==== ФРАГМЕНТ ДОКУМЕНТА

Сюжет этой истории настолько хорош, что и Гоголю придумывать ничего не пришлось бы!
Действующими лицами были:
ЕГО ПРЕВОСХОДИТЕЛЬСТВО Господин Генерал Лейтенант и Кавалер Ахвердов Николай Александрович (Военный Губернатор Города Смоленска и Смоленский Гражданский Губернатор);
ЕГО ВЫСОКОПРЕОСВЯЩЕНСТВО Высокопреосвященнейший Тимофей Архиепископ Смоленский и Дорогобужский разных орденов Кавалер;
А также вышеупомянутые граф Ланской и князь Голицын.
Эти люди «разсматривали» дела, читали рапорты, писали «отношения» и принимали решения.
Исполнителями же были настоящие гоголевские герои: полковник Слёзкин, майор Кноринг, Чиновник особых поручений Шугальский, – это не вымышленные имена, а самые что ни на есть настоящие и документами подтверждённые.
Важная роль была отведена священникам Андрею Попову и Константину Орлову.
Статисты – военные 7-го Могилёвского пехотного полка и крепостные крестьяне (предки нынешних жителей округи Алфёрова и Бессонова) – «384 души ревизских мужеского пола», переводимые из владения помещика Телепнёва во владение помещика Путяты.
Время действия – неделя до Великого Четверга перед Пасхой, которая в 1857 году пришлась на 7 апреля.
Рябков по идеологическим причинам исключил в своей книге из описания бессоновкого «бунта» очень важных персонажей: Шугальского и Орлова, а Попову приписал вымышленную роль, исказив таким образом всю историю. Кроме того, предвзятость автора очевидна, так как при перессказе содержания документов он называет священника «ПОПОМ» – в оригинальных рапортах, на которые он опирался, такие термины не использовались. Во всём деле нет ни одного такого слова: служители церкви называются всегда только «Священниками» и пишутся с большой буквы.
Сам «бунт» занял немного времени – около недели. По «важности происшествия» дело это находилось под постоянным контролем смоленского губернатора Ахвердова, а на месте, в селе Бессоново, его «глазами, ушами и руками» был Чиновник Особых Поручений Шугальский.
Было так: Чиновник Особых поручений Шугальский разбирался (как умел) на месте, в Бессонове, и писал после этого рапорты Ахвердову – в город Смоленск. Ахвердов, в свою очередь, писал донесения в Санкт-Петербург – Господину Министру Внутренних дел Ланскому. Там принималось решение – и дальше по цепочке обратно. Очевидно, что при такой системе решения запаздывали. Когда в ответ на рапорт начальника Смоленской губернии Ахвердова, датированный 31 марта, пришло к тому 14 апреля от Ланского предписание «отправиться лично в имение Г.Путяты и принять решительные меры к приведению крестьян в должное повиновение начальству и новому их владельцу», там уже давно всё закончилось и «в имении восстановился совершенный порядок».

========
==== ПРЕДСТАВЛЕННЫЕ ЗАПИСИ

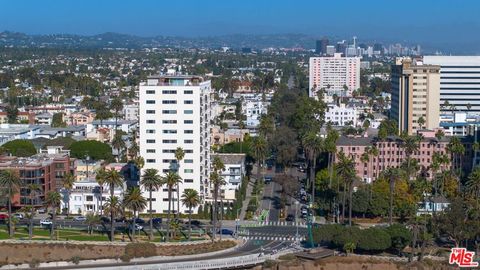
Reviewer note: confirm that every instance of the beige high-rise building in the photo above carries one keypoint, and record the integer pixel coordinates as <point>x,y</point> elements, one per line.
<point>415,95</point>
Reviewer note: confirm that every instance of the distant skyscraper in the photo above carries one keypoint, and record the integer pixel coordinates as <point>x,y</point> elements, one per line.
<point>415,95</point>
<point>333,74</point>
<point>459,83</point>
<point>322,46</point>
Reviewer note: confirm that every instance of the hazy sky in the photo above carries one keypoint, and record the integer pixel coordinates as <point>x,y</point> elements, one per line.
<point>438,21</point>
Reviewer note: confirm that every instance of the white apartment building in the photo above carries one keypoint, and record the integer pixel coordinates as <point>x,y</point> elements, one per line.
<point>175,111</point>
<point>459,82</point>
<point>341,115</point>
<point>333,73</point>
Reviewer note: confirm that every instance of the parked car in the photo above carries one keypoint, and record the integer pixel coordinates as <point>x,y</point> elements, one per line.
<point>157,220</point>
<point>80,218</point>
<point>226,232</point>
<point>18,215</point>
<point>46,222</point>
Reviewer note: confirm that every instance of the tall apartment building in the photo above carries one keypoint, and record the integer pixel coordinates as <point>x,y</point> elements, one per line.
<point>415,95</point>
<point>333,74</point>
<point>175,111</point>
<point>459,82</point>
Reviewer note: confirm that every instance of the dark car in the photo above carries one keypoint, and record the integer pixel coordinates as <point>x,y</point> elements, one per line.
<point>226,232</point>
<point>156,220</point>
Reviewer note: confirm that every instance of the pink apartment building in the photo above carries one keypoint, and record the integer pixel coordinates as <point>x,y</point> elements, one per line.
<point>390,153</point>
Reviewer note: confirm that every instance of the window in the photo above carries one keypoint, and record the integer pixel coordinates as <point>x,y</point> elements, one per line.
<point>169,102</point>
<point>169,92</point>
<point>169,111</point>
<point>169,121</point>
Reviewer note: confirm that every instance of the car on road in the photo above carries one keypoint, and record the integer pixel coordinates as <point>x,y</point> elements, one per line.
<point>46,222</point>
<point>18,215</point>
<point>80,218</point>
<point>156,220</point>
<point>226,232</point>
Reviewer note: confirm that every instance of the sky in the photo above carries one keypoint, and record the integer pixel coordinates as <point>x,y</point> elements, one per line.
<point>435,21</point>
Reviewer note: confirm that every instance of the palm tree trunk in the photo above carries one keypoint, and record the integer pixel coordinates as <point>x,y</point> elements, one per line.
<point>190,223</point>
<point>151,214</point>
<point>112,228</point>
<point>168,215</point>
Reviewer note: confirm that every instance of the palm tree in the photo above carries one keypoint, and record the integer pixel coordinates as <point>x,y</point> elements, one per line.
<point>313,146</point>
<point>217,181</point>
<point>179,155</point>
<point>112,207</point>
<point>191,200</point>
<point>113,179</point>
<point>53,200</point>
<point>392,174</point>
<point>67,183</point>
<point>259,146</point>
<point>100,178</point>
<point>10,181</point>
<point>134,201</point>
<point>151,180</point>
<point>171,179</point>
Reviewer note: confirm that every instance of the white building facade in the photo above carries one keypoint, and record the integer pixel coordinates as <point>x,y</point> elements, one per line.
<point>334,74</point>
<point>175,111</point>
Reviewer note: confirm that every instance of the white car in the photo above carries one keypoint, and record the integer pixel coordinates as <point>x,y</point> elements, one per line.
<point>80,218</point>
<point>46,222</point>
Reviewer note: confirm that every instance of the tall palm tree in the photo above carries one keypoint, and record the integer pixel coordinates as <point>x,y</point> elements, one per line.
<point>179,155</point>
<point>113,208</point>
<point>171,179</point>
<point>67,183</point>
<point>191,200</point>
<point>10,181</point>
<point>53,200</point>
<point>113,179</point>
<point>134,201</point>
<point>392,175</point>
<point>100,178</point>
<point>216,181</point>
<point>151,181</point>
<point>259,146</point>
<point>313,146</point>
<point>346,170</point>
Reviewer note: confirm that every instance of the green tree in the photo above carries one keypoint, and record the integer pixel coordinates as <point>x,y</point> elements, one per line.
<point>134,200</point>
<point>10,182</point>
<point>113,179</point>
<point>191,200</point>
<point>53,200</point>
<point>20,148</point>
<point>151,180</point>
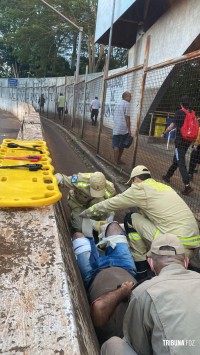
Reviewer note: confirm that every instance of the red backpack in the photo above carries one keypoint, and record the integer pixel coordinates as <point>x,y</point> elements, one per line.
<point>190,127</point>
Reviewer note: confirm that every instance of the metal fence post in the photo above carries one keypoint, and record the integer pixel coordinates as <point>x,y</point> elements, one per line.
<point>135,142</point>
<point>84,100</point>
<point>103,94</point>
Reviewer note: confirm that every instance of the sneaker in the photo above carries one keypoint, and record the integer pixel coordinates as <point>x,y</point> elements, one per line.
<point>166,178</point>
<point>188,189</point>
<point>190,177</point>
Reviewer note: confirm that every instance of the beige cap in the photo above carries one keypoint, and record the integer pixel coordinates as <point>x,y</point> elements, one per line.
<point>97,184</point>
<point>166,240</point>
<point>138,170</point>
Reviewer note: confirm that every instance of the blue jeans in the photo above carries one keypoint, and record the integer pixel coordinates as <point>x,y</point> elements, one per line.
<point>90,262</point>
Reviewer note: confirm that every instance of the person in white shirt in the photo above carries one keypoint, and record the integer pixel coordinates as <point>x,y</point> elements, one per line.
<point>94,109</point>
<point>121,126</point>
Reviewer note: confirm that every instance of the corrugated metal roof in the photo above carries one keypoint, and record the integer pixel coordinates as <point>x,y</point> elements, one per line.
<point>138,18</point>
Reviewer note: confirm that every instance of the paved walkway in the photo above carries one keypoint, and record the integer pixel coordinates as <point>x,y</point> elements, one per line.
<point>9,125</point>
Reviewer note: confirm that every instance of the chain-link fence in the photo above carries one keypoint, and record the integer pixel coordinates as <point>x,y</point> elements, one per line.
<point>156,93</point>
<point>164,87</point>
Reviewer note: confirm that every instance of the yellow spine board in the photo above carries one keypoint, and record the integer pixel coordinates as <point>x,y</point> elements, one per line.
<point>20,187</point>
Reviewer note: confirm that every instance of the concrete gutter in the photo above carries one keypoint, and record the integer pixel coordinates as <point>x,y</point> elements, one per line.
<point>43,304</point>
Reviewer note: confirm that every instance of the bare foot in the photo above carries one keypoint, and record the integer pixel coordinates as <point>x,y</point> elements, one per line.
<point>121,162</point>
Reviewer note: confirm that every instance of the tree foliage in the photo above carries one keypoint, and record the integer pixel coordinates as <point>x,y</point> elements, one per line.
<point>35,40</point>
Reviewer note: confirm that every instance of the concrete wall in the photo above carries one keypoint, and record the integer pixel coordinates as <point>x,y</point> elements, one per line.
<point>43,304</point>
<point>171,35</point>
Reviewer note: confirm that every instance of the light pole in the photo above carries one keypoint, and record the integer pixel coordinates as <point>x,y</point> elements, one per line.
<point>79,38</point>
<point>110,38</point>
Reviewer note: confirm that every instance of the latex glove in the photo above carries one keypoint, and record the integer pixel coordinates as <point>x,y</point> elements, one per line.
<point>83,215</point>
<point>59,178</point>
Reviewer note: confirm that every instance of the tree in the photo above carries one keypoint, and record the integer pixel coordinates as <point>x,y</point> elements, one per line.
<point>35,39</point>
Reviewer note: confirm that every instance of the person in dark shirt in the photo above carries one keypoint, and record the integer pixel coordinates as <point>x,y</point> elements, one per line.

========

### [ЗАДАНИЕ A]
Кто, согласно фрагменту документа, был «глазами, ушами и руками» губернатора Ахвердова в селе Бессоново?
### [ЗАДАНИЕ B]
В записях, на участке от строки, содержащей «Reviewer note: confirm that every instance of the light», до строки, содержащей «<point>110,38</point>», включительно, замените «light pole» на «street lamp». Приведите только этот участок, больше ничего не меняя.

### [ПИСЬМЕННЫЙ ОТВЕТ A]
Чиновник Особых Поручений Шугальский.

### [ПИСЬМЕННЫЙ ОТВЕТ B]
Reviewer note: confirm that every instance of the street lamp in the photo above carries one keypoint, and record the integer pixel coordinates as <point>x,y</point> elements, one per line.
<point>79,38</point>
<point>110,38</point>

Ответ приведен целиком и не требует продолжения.